SET EXERCISE: Give the material again in full, matching it exactly.

>> start DATA SHOWN

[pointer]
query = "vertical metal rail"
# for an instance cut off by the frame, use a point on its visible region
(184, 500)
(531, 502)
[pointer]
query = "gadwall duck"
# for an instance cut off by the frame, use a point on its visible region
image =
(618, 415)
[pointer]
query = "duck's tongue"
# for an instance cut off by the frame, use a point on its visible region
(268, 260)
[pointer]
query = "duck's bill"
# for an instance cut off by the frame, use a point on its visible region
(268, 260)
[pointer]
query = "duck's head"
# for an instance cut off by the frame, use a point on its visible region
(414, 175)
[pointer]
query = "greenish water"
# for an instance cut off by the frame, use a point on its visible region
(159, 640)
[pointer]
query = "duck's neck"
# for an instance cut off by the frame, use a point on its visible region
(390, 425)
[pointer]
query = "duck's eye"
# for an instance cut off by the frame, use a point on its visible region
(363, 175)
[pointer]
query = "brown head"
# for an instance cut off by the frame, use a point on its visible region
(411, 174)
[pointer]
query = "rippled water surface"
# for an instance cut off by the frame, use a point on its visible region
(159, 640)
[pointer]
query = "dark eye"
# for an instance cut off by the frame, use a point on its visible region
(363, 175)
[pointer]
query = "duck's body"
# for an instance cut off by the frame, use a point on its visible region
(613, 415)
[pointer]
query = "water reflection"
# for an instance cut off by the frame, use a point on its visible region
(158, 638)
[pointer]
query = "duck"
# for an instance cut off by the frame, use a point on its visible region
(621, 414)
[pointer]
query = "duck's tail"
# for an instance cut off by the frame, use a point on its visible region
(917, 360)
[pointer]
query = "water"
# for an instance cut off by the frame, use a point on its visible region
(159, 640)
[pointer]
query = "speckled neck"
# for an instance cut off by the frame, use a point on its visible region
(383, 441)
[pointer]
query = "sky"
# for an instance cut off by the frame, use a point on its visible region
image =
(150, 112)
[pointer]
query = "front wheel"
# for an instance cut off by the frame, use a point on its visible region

>> end DATA SHOWN

EXERCISE OUTPUT:
[pointer]
query = "vertical metal rail"
# for an instance cut off by the frame, use a point on its visible region
(184, 500)
(531, 502)
[pointer]
query = "gadwall duck"
# for an instance cut off by the frame, use a point on its visible region
image =
(618, 415)
[pointer]
query = "duck's tongue"
# for an instance cut off by the frame, use a point on its visible region
(268, 260)
[pointer]
query = "duck's bill"
# for an instance cut off by the frame, use a point on its visible region
(268, 260)
[pointer]
query = "duck's head"
# for an instance cut off by the frame, use a point on its visible region
(414, 175)
[pointer]
query = "greenish water"
# for an instance cut off by the frame, use a point on its visible region
(159, 640)
[pointer]
query = "duck's neck"
# for an instance cut off by the frame, use a point on its visible region
(390, 425)
[pointer]
query = "duck's eye"
# for an instance cut off by the frame, use a point on its visible region
(363, 175)
[pointer]
query = "brown head"
# for an instance cut off by the frame, use a point on its visible region
(411, 174)
[pointer]
query = "rippled water surface"
# for an instance cut off by the frame, use a point on its visible region
(159, 640)
[pointer]
query = "dark eye"
# for an instance cut off by the frame, use a point on its visible region
(363, 175)
[pointer]
query = "duck's body"
# for an instance cut off by the frame, use a point on its visible region
(613, 415)
[pointer]
query = "water reflection"
# for an instance cut off by the frame, use a point on its visible region
(158, 638)
[pointer]
query = "duck"
# for an instance cut off by the frame, use a point on its visible region
(621, 414)
[pointer]
query = "duck's tail"
# for an instance cut off by the frame, use a point on its visible region
(917, 360)
[pointer]
query = "water"
# for an instance cut off by the frame, use a point on its visible region
(159, 640)
[pointer]
query = "speckled neck"
# for an instance cut off by the frame, use a point on its visible region
(383, 441)
[pointer]
query = "sky"
# for an instance cut off by the frame, use a point on its visible region
image =
(150, 112)
[pointer]
query = "front wheel"
# for an instance cut off by the frame, use a point on its visible region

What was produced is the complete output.